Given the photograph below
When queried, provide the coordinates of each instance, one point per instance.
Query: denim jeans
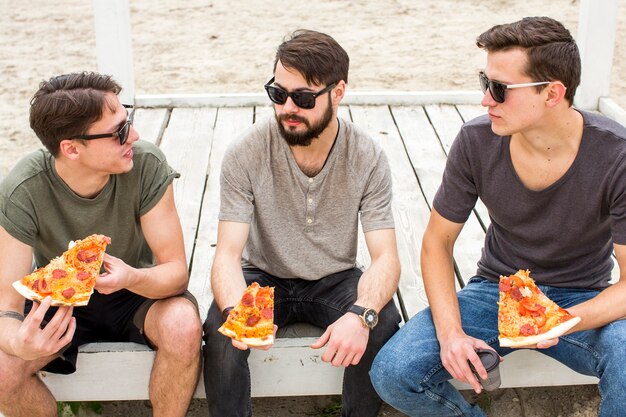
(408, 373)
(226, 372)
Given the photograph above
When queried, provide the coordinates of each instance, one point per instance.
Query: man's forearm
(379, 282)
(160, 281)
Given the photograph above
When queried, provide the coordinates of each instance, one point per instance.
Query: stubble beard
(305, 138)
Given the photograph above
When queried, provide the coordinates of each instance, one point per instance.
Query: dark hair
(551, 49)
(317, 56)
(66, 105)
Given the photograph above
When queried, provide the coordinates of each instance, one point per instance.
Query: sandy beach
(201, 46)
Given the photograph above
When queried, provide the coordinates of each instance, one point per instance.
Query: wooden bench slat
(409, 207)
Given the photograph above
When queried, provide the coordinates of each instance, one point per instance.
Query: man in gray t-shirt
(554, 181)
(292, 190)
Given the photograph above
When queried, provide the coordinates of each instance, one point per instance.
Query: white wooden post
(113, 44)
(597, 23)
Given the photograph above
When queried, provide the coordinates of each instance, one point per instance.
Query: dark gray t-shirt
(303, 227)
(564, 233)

☆ ☆ ☆ ☆

▶ _Goal of the exercise_: Render all the lines above as a two-column CSV with the columns "prompt" and "points". Give one row for each block of text and the coordinates that follow it, with each in a single quoted field, line breaks replaced by spaces, and the pictures left out.

▶ _Right answer_:
prompt,points
"Given the photograph below When queried, provide the coordinates of each instance, one point per instance. Query: denim jeans","(408, 373) (226, 372)"
"Given the photograph above When queried, provide the coordinates of each instance, one point per instance. Query: man's forearm","(379, 282) (160, 281)"
"Given the photograph above When queried, provide the coordinates of each instance, one point per instance. Query: stubble beard","(305, 138)"
"Given the photograph above When queried, provide the coordinates of each instance, one point per instance. Query: dark hair","(551, 49) (317, 56) (66, 105)"
"Given the photograph above When queried, provide the coordinates of each instance, one point per instance. Query: sandy beach","(201, 46)"
"Given the photograph above When queried, provide the coordinates of each instance, one point per instance. Query: wooden bench slat","(409, 207)"
"Given the photograph above When queried, provide the coordinates of each instance, one point per instance. Query: man in gray t-shirt","(554, 181) (292, 190)"
"Given the photograph above When queried, provide the coordinates of each instance, one point per instance. Query: white wooden post","(113, 44) (597, 23)"
"Given the photograph above When queried, provide the coordinates of each instance, one point per instance. Query: dark gray t-shirt","(303, 227) (564, 233)"